## Text block
++++++

# Warning! Petsmart Asian Figurines.



## Aluyasha (Sep 2, 2010)

So a few months ago I went to Petsmart and got two different styles of these Asian figurines that are in the shape of balls and look like they are made out of wood.
They were $5 a piece, in the fish section, said they were for fish tanks, and I have seen them in some other peoples tanks before.
Today I was cleaning my tanks and noticed the figures are bubbling! They have little odd shaped bubbles all over them and when I reached in to take them out they started popping and making a crackling sound, then began to chip. :/
They were both in two different fish tanks (one in a 14g with platies and one in a 2.5g with a betta) so I am pretty sure it was not a fluke they both did this.
I just wanted to warn everyone if they were thinking about buying these for their tanks.

I took some pictures of them:


----------



## Dragonlady (Nov 29, 2010)

Buddha statues do no harm to bettas. If it really bothers you, repaint it.


----------



## yayagirl1209 (Dec 3, 2011)

I actually bought the same figurines from Petsmart. But when I got home I read all the horrible reviews about them chipping. I promptly returned them the next day. If you're still wanting a buddha for your tank, I found one for my tank at Petco.


----------



## Aluyasha (Sep 2, 2010)

@Dragonlady: I am pretty sure they have nothing to do with Buddha (I guess they could be other Buddhas, however I doubt fish tank decor is detailed enough to add commonly unheard of religious figures. lol). 
I was just making sure people knew they might do this if they buy one, reguardless if it is harmful (though I would imagne the paint chips might be somewhat harmful).

++++++

## Rows
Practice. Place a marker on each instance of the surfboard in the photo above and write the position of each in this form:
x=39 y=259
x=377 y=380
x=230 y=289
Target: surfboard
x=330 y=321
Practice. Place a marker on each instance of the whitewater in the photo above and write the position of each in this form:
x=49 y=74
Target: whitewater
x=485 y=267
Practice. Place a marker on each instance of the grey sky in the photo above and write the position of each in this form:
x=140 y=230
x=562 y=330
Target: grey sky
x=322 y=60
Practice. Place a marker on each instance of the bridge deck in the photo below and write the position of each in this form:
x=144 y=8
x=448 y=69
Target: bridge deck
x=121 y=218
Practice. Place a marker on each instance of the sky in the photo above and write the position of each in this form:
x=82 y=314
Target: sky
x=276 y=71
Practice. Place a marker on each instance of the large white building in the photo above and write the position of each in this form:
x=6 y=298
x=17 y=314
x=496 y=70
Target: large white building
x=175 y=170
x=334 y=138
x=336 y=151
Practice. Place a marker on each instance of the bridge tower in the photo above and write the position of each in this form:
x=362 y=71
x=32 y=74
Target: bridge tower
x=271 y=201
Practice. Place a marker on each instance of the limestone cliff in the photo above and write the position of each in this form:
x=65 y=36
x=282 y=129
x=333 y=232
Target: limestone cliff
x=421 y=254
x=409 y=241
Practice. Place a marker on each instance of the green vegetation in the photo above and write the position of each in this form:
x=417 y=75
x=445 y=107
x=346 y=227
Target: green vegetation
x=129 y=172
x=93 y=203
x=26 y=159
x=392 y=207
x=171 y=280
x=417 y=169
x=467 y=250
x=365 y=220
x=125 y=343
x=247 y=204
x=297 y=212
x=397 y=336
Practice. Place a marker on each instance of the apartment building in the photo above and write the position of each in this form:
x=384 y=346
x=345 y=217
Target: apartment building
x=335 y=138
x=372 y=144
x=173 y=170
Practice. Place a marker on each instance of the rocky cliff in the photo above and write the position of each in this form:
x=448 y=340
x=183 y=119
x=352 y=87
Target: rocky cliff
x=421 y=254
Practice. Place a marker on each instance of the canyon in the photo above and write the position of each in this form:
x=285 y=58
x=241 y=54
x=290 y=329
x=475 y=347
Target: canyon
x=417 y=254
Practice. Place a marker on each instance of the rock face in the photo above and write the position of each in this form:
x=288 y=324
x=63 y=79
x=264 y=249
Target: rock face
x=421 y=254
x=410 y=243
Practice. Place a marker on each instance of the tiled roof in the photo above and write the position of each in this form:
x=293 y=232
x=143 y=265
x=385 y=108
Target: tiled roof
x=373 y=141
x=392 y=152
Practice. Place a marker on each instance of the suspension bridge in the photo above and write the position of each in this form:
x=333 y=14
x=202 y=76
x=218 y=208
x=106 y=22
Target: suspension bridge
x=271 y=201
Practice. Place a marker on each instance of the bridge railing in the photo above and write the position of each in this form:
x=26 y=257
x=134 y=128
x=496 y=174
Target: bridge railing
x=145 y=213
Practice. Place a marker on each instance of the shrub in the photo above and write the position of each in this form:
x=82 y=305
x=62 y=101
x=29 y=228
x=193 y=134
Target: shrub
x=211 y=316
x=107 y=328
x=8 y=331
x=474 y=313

++++++

## Problems to solve
**A.** Reproduce the part of the Petsmart figurine thread starting with "## yayagirl1209 (Dec" and going on through "be somewhat harmful).".
**B.** In the Petsmart figurine thread, how much did each figurine cost?

## Final answers
**A.**
## yayagirl1209 (Dec 3, 2011)

I actually bought the same figurines from Petsmart. But when I got home I read all the horrible reviews about them chipping. I promptly returned them the next day. If you're still wanting a buddha for your tank, I found one for my tank at Petco.


----------



## Aluyasha (Sep 2, 2010)

@Dragonlady: I am pretty sure they have nothing to do with Buddha (I guess they could be other Buddhas, however I doubt fish tank decor is detailed enough to add commonly unheard of religious figures. lol). 
I was just making sure people knew they might do this if they buy one, reguardless if it is harmful (though I would imagne the paint chips might be somewhat harmful).

**B.** $5 apiece.